:: Problem ::
With the pictures removed, write out the data below exactly.

:: Point localization data ::
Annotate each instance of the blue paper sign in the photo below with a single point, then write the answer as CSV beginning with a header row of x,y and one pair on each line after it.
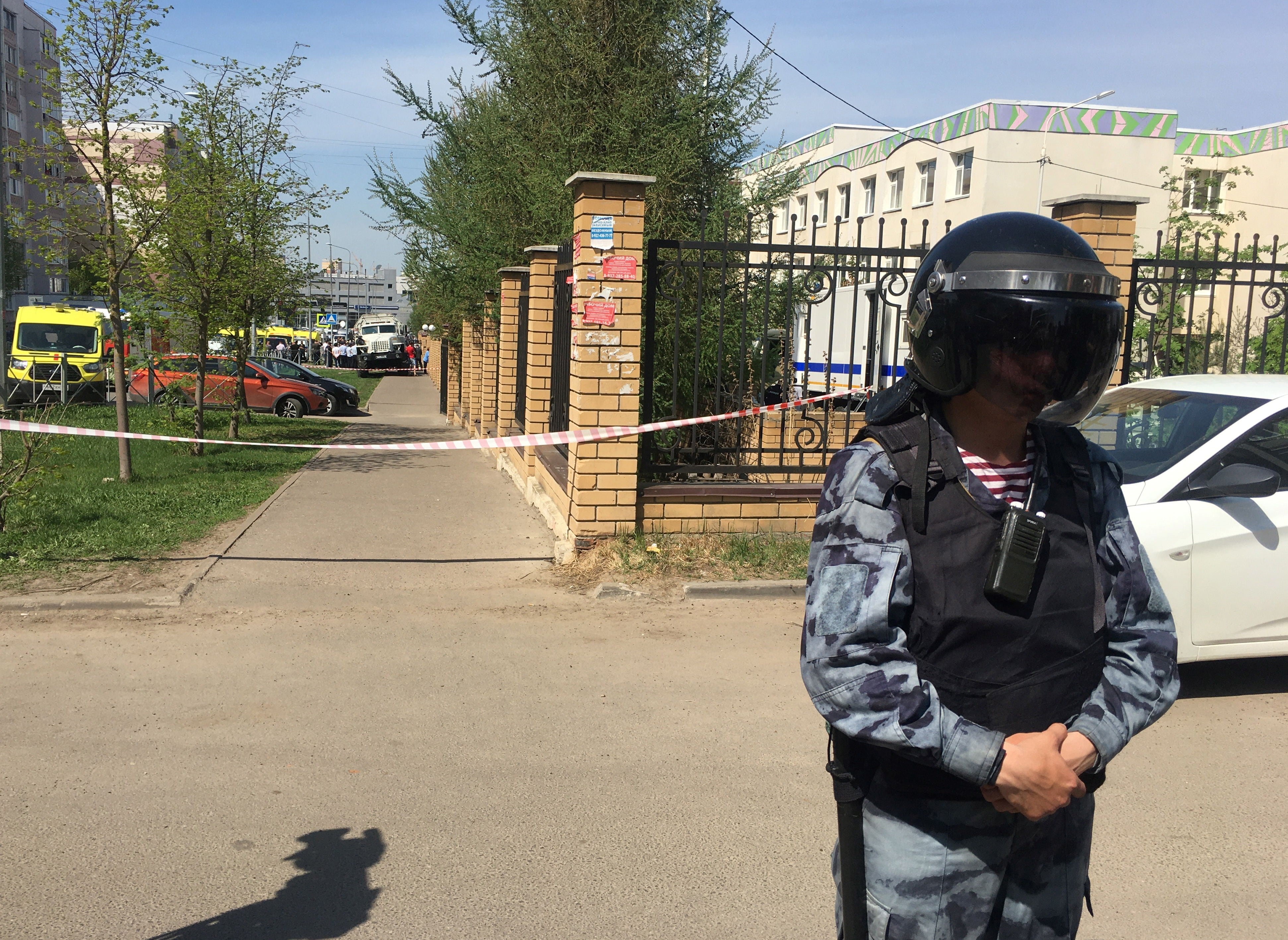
x,y
601,231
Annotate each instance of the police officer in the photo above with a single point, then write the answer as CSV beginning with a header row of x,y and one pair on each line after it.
x,y
983,633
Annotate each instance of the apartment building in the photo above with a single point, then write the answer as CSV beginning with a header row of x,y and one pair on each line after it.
x,y
342,293
28,60
1018,156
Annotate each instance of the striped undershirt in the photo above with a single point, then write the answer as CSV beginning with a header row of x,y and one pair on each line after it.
x,y
1008,482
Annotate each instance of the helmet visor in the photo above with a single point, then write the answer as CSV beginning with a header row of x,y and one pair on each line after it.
x,y
1050,355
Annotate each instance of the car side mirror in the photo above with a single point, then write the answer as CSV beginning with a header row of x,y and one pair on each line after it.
x,y
1237,480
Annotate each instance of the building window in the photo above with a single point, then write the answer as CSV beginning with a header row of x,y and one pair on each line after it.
x,y
894,199
870,195
961,172
1202,191
925,183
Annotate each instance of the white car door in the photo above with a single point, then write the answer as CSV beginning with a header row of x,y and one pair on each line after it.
x,y
1241,549
1166,534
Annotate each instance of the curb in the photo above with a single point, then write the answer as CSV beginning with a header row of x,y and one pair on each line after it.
x,y
744,590
133,602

:: Exercise solution ::
Annotate each instance of the blue paper sign in the photo below with a single point, then write the answer as CSV beginning with a header row of x,y and one pair on each line after it.
x,y
601,231
Annotate each instance of the police officer in the photo above with a single point, then write the answer as CSV beginning with a header row of x,y and one pair on each line after it.
x,y
983,633
Annotate each instance of the apartment building in the photo above with a single point, then write the answer as CSV beginning with a header row of x,y and one pair on each line after it.
x,y
342,293
28,60
1018,156
Annotate each instance of the striped undershirt in the photo above with a single point, then write the answer as CSV beginning with a header row of x,y and one pair on each line after it.
x,y
1008,482
Annotate each instance of the helmet visor in the photo above with a single point, then write the answer as CSV beginning with a header row of x,y and one pair on each line after it.
x,y
1050,355
Annotate each instance of the car side mirror in the photo above with a single point, then write the answer as CSV beginning with a header row of x,y and one pair on each line after it.
x,y
1237,480
Annotate each instance of the building window in the photo above with a single point, then write the answer as CSV beginning with a header row of x,y and one pair on each line after it.
x,y
894,199
870,195
961,172
1202,191
925,183
Annotate each instance of the white car door in the photo above with a single point, then write the answer as CSV beginning with a header row of x,y and one pair on each line after it.
x,y
1241,549
1166,534
Annotate each instance of the curb in the photo above with a single point, then write the answer as CSV beginning with a header row of x,y and one pair on each line after it.
x,y
744,590
133,602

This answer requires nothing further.